◆ Selected text
▬▬▬▬▬▬▬▬▬▬
I admit to the fact that I am very competitive and a data junkie. I love to look at market research and try to find areas where I can find out more about my customers than my competition. I am also a huge advocate of talking with and observing customers, in that I believe the combination of data and observation allows us to make the wisest business decisions.
Before I go on to discuss a recent study, I would like you to try to guess the answers to the following questions from the point of view of those who have had a serious illness over the last 12 months and those who have not. How would they rate the quality of care in the US? How do they think about the cost issues? How have the cost issues impacted their lives? What do patients think about the value of care they get for the money they spend? Where do they put the blame for rising healthcare costs?
NPR has done tremendous work along with Robert Wood Johnson and the Harvard School of Public Health (see article) looking at the way patients view the healthcare system. Take a look at the article and listen to the stories, if you can stand it. If this report was viewed as the year end report card for those of us in healthcare, I am not sure we would be graduating.
▬▬▬▬▬▬▬▬▬▬
◆ Recorded information
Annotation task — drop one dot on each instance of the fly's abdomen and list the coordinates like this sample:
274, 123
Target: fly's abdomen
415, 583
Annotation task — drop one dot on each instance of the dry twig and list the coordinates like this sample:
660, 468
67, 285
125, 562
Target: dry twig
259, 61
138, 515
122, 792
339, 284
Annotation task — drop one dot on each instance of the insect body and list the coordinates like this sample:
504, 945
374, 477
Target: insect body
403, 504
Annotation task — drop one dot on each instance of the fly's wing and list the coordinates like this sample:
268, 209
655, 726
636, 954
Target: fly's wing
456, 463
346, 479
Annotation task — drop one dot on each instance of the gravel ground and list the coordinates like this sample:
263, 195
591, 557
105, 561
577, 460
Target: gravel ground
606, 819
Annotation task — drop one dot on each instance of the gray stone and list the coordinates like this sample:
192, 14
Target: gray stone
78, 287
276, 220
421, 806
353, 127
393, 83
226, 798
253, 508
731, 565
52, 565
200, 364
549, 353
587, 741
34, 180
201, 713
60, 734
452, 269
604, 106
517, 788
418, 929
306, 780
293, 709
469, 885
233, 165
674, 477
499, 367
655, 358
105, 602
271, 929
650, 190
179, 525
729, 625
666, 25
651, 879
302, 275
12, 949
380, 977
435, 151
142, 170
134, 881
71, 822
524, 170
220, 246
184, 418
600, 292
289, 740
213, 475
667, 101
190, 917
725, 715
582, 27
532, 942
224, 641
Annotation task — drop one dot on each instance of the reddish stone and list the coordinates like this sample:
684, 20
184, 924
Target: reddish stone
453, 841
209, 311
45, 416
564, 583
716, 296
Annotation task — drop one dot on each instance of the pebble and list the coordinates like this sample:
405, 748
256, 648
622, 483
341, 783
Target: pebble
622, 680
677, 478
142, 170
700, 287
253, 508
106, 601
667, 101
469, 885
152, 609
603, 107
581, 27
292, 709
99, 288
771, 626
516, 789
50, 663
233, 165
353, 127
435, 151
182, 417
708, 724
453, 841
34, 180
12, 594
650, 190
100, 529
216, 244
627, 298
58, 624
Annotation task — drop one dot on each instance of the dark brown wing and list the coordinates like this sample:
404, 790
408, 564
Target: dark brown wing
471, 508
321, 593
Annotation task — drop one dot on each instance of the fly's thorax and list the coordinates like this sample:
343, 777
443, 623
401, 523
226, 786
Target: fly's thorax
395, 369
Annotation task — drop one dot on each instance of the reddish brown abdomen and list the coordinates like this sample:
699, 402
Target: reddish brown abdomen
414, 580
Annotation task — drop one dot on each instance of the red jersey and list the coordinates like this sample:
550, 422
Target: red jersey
▬▬▬▬▬▬▬▬▬▬
◆ Exercise tasks
1) List the questions about people who did and did not have a serious illness in the last 12 months that the post on patients' views of healthcare asks readers to guess the answers to.
2) For each statement, say whether it agrees with the post on patients' views of healthcare, and quote the words that decide it.
(a) The author calls himself or herself competitive and a data junkie.
(b) NPR did the work on how patients view the healthcare system without partners.
(c) The author believes data by itself leads to the wisest business decisions.
3) Extend the post on patients' views of the healthcare system, starting after its last sentence.

◆ Answer list
1)
1. How would they rate the quality of care in the US?
2. How do they think about the cost issues?
3. How have the cost issues impacted their lives?
4. What do patients think about the value of care they get for the money they spend?
5. Where do they put the blame for rising healthcare costs?

2)
(a) Yes: "I admit to the fact that I am very competitive and a data junkie."
(b) No: "NPR has done tremendous work along with Robert Wood Johnson and the Harvard School of Public Health"
(c) No: "I believe the combination of data and observation allows us to make the wisest business decisions."

3)
It is important to always think of the context of what we are talking about. This study was done in a country where we constantly talk about having the best healthcare system in the world and spend double what the next closest country spends on a per person basis. The $8,000 we spend per person annually or $2.6 trillion total, doesn’t seem to be resulting in patient satisfaction. Take a closer look at the data and note that of those who were seriously sick in the last year, 27% of adults, 4 out of 10 report this has led to very serious or serious financial difficulties. The quality of care doesn’t fare much better.
Take a look at slide 31 in this deck of charts and see that the patients clearly put the blame of rising healthcare costs on the drug companies. Note on this slide, we are viewed even worse than hospitals and insurance companies. I don’t get it, but that is what they say. We are either doing a real lousy job getting our message out on the value of pharmaceuticals or the prices have just gotten out of control. The bottom line is that we are dead center in the middle of this mess and need to really start building strategy on how to fix it.
To further reinforce the issue, take a look at this New York Times piece and watch the video. How do you think these patients would rate the system? Do you think they will be using branded pharmaceuticals?
Last week, I talked about having empathy for all customer groups. Empathy is not about pity. It is about thoroughly understanding your customers and in this case the patient customers that actually use your drug. It is through this understanding that strategic plans and decisions can be made to allow both the patient and the drug companies to profit. Keep in mind that profit is money and not percentages. Margins may need to be lower if we are going to continue to profit. Think about this concept for a minute.
Have you ever shown data like we see in this report to upper management and then discuss possible solutions? We all have ways of avoiding these discussions by saying things like Medicaid is just impossible to work with from a P&L standpoint, or we have a nice indigent program, or as long as the vouchers keep the co-pay under $35 or whatever.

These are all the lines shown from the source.